**AIM OF THE EXERCISE**. Starting at the line that contains "of the thumb." and ending at the line that contains "red chili pepper.", the lines below are to be given again exactly, with nothing added.

**MATERIAL FOR THIS EXERCISE**.

+++

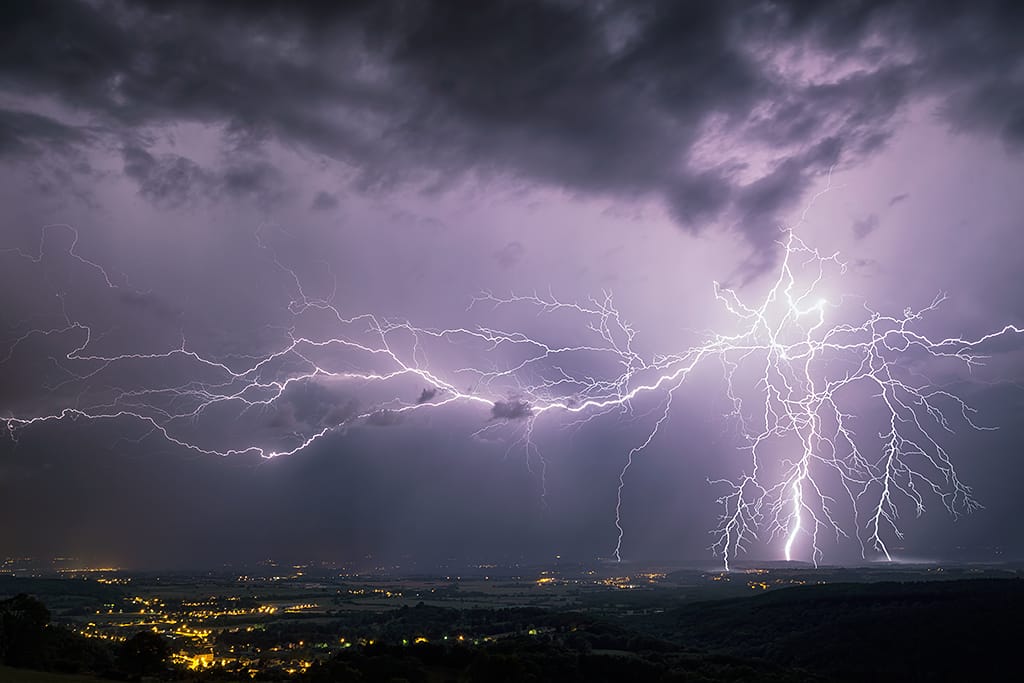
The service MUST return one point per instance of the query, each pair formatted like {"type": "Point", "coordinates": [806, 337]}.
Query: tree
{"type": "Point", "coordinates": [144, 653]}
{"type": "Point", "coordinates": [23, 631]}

+++

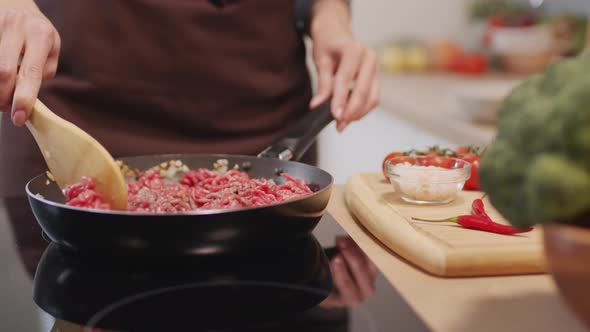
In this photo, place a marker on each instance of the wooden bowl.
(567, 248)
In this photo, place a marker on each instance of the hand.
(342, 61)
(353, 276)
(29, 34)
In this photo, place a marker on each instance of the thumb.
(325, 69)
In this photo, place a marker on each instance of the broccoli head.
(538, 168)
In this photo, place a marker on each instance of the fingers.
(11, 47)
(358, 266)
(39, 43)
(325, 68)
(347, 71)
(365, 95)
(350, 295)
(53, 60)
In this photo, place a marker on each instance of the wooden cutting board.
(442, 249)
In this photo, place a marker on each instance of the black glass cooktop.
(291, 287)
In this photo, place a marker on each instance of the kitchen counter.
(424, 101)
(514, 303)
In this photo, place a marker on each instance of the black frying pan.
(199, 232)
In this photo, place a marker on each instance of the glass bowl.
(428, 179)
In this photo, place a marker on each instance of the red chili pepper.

+++

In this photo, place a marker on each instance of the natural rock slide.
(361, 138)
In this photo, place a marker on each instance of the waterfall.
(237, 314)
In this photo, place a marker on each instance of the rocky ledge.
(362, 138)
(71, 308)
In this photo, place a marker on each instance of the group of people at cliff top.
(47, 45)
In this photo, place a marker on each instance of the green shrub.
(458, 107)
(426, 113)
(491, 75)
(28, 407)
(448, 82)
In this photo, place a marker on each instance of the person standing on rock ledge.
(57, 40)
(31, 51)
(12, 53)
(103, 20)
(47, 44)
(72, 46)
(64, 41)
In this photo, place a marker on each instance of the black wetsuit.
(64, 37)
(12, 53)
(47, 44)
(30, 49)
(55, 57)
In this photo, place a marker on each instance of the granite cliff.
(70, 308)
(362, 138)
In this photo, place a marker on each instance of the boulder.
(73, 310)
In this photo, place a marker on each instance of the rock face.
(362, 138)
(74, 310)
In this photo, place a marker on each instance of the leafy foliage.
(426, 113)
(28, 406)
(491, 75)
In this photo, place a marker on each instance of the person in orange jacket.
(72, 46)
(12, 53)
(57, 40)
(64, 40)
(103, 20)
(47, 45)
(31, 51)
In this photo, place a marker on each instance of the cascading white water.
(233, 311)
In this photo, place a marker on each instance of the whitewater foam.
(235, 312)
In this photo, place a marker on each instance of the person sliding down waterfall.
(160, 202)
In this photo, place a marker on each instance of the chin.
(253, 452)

+++

**WRITTEN SOLUTION**.
In this photo, place a marker on each instance of the thumb.
(325, 69)
In this photo, place a marker on each instance of the broccoli head.
(538, 168)
In this photo, place a marker on each instance of the fingers.
(11, 47)
(358, 266)
(39, 43)
(325, 68)
(347, 71)
(365, 95)
(350, 295)
(53, 60)
In this photo, place a marker on each instance of the wooden cutting board.
(442, 249)
In this photo, place a marker on each instance of the black glass cooktop.
(291, 287)
In this photo, place a marker on each instance of the kitchen counter.
(424, 101)
(514, 303)
In this photo, place a marker on each instance of the black frying pan.
(199, 232)
In this photo, place a marker on each instance of the glass bowl.
(428, 179)
In this photo, place a marker on each instance of the red chili pepper.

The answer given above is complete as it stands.